--- Texte de l’exercice ---

Le ministre de l’Intérieur déclara que « si des entreprises particulières pouvaient
fonder des établissements semblables, les fauteurs de troubles et de désordres
y trouveraient un moyen efficace pour l’exécution de leurs projets ».
Regrettant qu’aucune autre solution n’ait pu être trouvée, il ajouta : « Nous n’aimons pas les monopoles pour
eux-mêmes, et nous serions heureux de pouvoir sans péril étendre à tout le
monde les facilités que le télégraphe présente au gouvernement. » Il
conclut : « Vous penserez avec nous que de tels avantages doivent
être réservés au gouvernement... Les privilèges dont i jouit ne sont pas des
privilèges, car le gouvernement, c’est tout le monde, et l’on peut dire ici
sans paradoxe que le seul moyen d’empêcher le monopole c’est de l’attribuer au
gouvernement. »
La loi est votée le 14 mars 1837 avec 249 votants (sur
les 556 députés), dont 212 pour l’adoption et 37 contre. L’argumentaire
reposait sur le fait que la télégraphie deviendrait un instrument de sédition
des plus dangereux, si par malheur on ne lui interdisait pas sévèrement de
servir aux correspondances du public.

--- Extraits des lignes ---

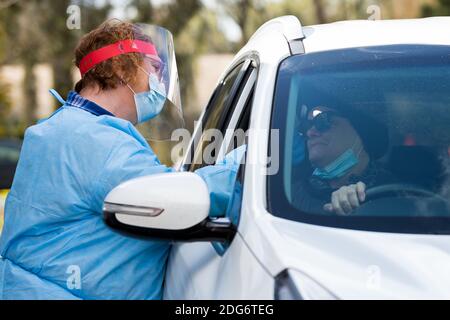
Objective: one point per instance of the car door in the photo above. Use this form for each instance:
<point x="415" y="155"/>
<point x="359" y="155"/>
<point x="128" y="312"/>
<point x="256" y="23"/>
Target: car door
<point x="196" y="270"/>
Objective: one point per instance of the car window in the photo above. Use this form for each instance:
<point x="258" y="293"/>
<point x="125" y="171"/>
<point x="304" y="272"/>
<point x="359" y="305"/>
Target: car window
<point x="377" y="115"/>
<point x="217" y="116"/>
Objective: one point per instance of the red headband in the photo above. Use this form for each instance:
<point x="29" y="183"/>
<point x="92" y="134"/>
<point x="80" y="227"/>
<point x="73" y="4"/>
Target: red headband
<point x="118" y="48"/>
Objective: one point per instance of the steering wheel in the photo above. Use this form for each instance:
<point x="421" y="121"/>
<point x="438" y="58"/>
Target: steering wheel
<point x="401" y="190"/>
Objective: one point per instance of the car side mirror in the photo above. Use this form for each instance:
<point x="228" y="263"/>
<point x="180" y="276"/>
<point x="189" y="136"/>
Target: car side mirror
<point x="169" y="206"/>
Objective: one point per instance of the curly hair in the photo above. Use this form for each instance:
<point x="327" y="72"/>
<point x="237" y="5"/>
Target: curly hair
<point x="113" y="72"/>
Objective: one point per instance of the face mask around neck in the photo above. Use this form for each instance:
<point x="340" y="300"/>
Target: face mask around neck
<point x="339" y="167"/>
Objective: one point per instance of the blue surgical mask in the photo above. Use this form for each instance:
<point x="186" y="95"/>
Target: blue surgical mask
<point x="339" y="167"/>
<point x="150" y="103"/>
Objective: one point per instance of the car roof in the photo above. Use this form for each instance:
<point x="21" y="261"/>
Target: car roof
<point x="365" y="33"/>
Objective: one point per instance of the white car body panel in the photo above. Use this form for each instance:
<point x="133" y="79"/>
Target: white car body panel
<point x="365" y="33"/>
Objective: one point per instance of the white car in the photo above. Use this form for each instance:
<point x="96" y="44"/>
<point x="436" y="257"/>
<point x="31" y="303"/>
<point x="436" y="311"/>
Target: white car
<point x="396" y="245"/>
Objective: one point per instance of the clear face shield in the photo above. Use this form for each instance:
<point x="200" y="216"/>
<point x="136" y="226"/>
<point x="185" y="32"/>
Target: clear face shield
<point x="159" y="110"/>
<point x="163" y="64"/>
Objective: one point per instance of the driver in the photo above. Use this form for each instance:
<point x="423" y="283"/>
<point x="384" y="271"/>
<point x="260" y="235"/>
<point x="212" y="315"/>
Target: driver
<point x="343" y="148"/>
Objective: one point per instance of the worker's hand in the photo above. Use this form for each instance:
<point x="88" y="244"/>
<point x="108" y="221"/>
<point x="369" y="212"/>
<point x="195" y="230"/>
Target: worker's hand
<point x="346" y="199"/>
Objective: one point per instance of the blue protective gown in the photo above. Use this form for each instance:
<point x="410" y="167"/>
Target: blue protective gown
<point x="55" y="244"/>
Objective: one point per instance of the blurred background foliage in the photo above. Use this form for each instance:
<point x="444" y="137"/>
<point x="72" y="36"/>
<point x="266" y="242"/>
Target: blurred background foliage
<point x="35" y="31"/>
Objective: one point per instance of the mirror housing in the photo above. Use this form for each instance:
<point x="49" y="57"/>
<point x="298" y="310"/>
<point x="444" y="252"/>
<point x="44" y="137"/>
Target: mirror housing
<point x="169" y="206"/>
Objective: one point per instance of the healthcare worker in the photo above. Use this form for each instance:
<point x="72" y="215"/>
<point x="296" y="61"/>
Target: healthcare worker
<point x="54" y="243"/>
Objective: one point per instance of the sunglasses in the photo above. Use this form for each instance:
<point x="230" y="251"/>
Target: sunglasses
<point x="322" y="122"/>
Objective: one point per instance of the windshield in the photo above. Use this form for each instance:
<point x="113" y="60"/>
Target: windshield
<point x="367" y="128"/>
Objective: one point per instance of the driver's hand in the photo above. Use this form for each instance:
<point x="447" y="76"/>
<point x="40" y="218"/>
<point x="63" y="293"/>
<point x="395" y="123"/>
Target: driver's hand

---

Votre objectif
Extrayez mot pour mot du texte sur le monopole du télégraphe le passage qui va de « Regrettant qu’aucune autre » à « correspondances du public. ». Les lignes n’interviennent en rien dans ce travail.

Réponse attendue
Regrettant qu’aucune autre solution n’ait pu être trouvée, il ajouta : « Nous n’aimons pas les monopoles pour
eux-mêmes, et nous serions heureux de pouvoir sans péril étendre à tout le
monde les facilités que le télégraphe présente au gouvernement. » Il
conclut : « Vous penserez avec nous que de tels avantages doivent
être réservés au gouvernement... Les privilèges dont i jouit ne sont pas des
privilèges, car le gouvernement, c’est tout le monde, et l’on peut dire ici
sans paradoxe que le seul moyen d’empêcher le monopole c’est de l’attribuer au
gouvernement. »
La loi est votée le 14 mars 1837 avec 249 votants (sur
les 556 députés), dont 212 pour l’adoption et 37 contre. L’argumentaire
reposait sur le fait que la télégraphie deviendrait un instrument de sédition
des plus dangereux, si par malheur on ne lui interdisait pas sévèrement de
servir aux correspondances du public.